* YOUR OBJECTIVE *
In the listing below, take the part that opens with the line containing "Would you please place a dot on the red heart" and runs through the end of the listing, and change "red heart logo" to "pink heart logo" wherever it occurs there. Give back only those lines, with nothing else altered.

────────────────────────────────────────

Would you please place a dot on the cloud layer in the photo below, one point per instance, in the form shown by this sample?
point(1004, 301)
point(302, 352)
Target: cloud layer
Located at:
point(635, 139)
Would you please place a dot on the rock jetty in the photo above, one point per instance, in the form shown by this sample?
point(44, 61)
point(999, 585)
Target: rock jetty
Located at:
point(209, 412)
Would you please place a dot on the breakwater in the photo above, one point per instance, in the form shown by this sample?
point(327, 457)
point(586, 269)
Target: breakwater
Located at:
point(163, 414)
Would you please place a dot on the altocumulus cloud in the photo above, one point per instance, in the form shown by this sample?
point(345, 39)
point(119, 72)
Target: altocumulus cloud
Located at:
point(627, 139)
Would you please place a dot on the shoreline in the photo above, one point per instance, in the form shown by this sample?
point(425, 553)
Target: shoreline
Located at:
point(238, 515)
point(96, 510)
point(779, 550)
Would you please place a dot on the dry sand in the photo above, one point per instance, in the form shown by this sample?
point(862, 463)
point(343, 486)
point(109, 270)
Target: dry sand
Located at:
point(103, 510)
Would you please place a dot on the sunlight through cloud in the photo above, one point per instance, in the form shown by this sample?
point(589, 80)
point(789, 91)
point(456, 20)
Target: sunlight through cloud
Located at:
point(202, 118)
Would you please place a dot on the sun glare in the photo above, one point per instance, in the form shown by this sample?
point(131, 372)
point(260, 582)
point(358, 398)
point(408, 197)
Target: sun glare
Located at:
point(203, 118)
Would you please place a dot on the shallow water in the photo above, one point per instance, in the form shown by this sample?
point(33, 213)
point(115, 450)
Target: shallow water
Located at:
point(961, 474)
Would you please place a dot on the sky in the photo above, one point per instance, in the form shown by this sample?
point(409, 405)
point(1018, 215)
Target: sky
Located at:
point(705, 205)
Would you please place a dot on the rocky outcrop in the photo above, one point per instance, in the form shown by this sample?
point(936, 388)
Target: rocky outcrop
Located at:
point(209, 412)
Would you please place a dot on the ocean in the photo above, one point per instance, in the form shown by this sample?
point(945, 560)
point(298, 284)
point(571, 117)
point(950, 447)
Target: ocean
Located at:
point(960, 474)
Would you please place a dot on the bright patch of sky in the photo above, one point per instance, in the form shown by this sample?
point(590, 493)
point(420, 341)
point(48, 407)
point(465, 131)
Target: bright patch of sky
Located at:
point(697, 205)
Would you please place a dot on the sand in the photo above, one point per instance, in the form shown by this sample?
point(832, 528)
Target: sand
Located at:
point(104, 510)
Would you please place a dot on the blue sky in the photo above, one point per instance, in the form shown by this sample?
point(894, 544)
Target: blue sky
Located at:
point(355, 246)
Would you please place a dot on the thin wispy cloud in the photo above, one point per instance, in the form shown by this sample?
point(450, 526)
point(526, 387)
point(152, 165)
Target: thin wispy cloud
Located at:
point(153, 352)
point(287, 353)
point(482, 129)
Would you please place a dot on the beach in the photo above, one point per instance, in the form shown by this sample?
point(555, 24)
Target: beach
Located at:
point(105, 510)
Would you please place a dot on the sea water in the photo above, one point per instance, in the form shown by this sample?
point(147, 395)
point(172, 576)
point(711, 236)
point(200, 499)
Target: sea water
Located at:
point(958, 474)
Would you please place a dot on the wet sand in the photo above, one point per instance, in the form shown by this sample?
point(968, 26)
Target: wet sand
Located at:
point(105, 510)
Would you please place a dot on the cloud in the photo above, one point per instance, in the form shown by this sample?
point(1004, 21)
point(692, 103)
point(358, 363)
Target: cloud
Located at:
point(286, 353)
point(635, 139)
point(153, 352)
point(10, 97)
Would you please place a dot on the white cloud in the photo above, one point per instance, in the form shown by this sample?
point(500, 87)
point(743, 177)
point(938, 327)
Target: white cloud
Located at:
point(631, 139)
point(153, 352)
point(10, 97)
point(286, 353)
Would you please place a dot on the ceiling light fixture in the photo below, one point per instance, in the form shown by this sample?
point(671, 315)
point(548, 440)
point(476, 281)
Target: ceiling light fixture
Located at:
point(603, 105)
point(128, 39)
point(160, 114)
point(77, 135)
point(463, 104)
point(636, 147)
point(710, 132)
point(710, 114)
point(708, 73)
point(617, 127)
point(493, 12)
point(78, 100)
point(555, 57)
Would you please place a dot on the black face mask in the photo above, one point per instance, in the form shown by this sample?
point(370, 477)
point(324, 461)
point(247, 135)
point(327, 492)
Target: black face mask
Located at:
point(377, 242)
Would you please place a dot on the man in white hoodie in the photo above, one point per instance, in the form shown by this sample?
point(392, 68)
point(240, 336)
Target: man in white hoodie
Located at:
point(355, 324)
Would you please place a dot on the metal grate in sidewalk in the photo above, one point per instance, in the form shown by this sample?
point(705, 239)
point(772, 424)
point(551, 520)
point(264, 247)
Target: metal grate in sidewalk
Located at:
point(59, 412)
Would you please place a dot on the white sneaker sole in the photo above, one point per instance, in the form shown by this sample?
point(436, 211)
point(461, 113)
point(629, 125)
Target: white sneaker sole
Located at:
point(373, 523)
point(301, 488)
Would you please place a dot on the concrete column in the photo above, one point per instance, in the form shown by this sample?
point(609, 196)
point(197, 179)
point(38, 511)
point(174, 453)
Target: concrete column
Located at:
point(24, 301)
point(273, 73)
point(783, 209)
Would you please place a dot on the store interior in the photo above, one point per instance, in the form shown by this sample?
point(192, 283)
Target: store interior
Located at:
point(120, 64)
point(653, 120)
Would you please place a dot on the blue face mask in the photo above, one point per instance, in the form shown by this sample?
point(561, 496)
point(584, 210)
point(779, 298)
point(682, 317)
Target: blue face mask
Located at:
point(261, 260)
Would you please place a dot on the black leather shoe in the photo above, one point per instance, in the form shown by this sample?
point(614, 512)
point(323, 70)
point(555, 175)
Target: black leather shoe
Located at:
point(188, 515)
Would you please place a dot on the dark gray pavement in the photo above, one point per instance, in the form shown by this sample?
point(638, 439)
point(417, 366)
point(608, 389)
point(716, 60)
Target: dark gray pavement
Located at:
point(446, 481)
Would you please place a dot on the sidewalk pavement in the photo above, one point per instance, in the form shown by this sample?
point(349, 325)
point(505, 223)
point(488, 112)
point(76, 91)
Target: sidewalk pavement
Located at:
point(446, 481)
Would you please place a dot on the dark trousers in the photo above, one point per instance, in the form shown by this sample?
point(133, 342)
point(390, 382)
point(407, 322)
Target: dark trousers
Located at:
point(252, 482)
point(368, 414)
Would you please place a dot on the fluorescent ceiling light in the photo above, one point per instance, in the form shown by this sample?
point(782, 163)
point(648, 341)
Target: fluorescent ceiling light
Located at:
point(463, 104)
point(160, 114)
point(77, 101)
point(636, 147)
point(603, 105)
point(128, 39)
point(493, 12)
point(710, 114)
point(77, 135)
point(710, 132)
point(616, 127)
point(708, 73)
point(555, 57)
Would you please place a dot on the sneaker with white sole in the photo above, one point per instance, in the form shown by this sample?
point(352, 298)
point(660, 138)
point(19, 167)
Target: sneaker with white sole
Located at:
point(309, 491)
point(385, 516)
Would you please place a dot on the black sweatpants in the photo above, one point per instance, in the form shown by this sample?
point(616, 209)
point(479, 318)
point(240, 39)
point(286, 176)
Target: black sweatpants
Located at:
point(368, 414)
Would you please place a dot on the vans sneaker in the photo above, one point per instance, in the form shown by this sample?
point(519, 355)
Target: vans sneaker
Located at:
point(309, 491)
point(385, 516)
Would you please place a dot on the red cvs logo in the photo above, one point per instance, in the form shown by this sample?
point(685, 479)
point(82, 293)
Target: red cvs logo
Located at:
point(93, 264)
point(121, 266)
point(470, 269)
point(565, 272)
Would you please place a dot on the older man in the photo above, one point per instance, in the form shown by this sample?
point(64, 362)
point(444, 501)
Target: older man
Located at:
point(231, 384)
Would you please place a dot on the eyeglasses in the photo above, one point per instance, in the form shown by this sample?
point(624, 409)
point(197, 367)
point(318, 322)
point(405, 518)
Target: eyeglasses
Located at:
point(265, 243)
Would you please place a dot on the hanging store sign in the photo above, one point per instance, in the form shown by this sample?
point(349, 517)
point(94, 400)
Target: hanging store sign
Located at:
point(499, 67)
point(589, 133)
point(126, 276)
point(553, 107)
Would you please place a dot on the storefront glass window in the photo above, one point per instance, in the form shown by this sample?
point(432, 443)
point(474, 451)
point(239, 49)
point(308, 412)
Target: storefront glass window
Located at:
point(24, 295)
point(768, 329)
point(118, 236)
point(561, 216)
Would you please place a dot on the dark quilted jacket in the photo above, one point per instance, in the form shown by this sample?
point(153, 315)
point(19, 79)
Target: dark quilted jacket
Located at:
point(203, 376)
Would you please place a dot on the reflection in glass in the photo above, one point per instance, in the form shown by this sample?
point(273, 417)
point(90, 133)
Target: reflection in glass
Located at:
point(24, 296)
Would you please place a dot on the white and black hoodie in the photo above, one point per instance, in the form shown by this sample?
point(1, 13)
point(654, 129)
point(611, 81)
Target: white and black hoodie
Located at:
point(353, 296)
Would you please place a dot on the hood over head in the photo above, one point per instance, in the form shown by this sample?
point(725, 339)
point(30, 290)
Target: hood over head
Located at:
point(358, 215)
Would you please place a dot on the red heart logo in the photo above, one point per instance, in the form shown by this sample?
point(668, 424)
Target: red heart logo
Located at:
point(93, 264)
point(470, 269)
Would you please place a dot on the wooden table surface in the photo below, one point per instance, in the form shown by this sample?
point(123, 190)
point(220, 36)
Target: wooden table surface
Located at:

────────────────────────────────────────

* RESPONSE TO THIS EXERCISE *
Would you please place a dot on the pink heart logo in the photo above, one point per instance, in the form shown by this sample?
point(668, 424)
Target: pink heart logo
Located at:
point(93, 264)
point(470, 269)
Would you please place a dot on the wooden table surface in the photo below, one point per instance, in the form shown by this sample?
point(123, 190)
point(220, 36)
Target: wooden table surface
Located at:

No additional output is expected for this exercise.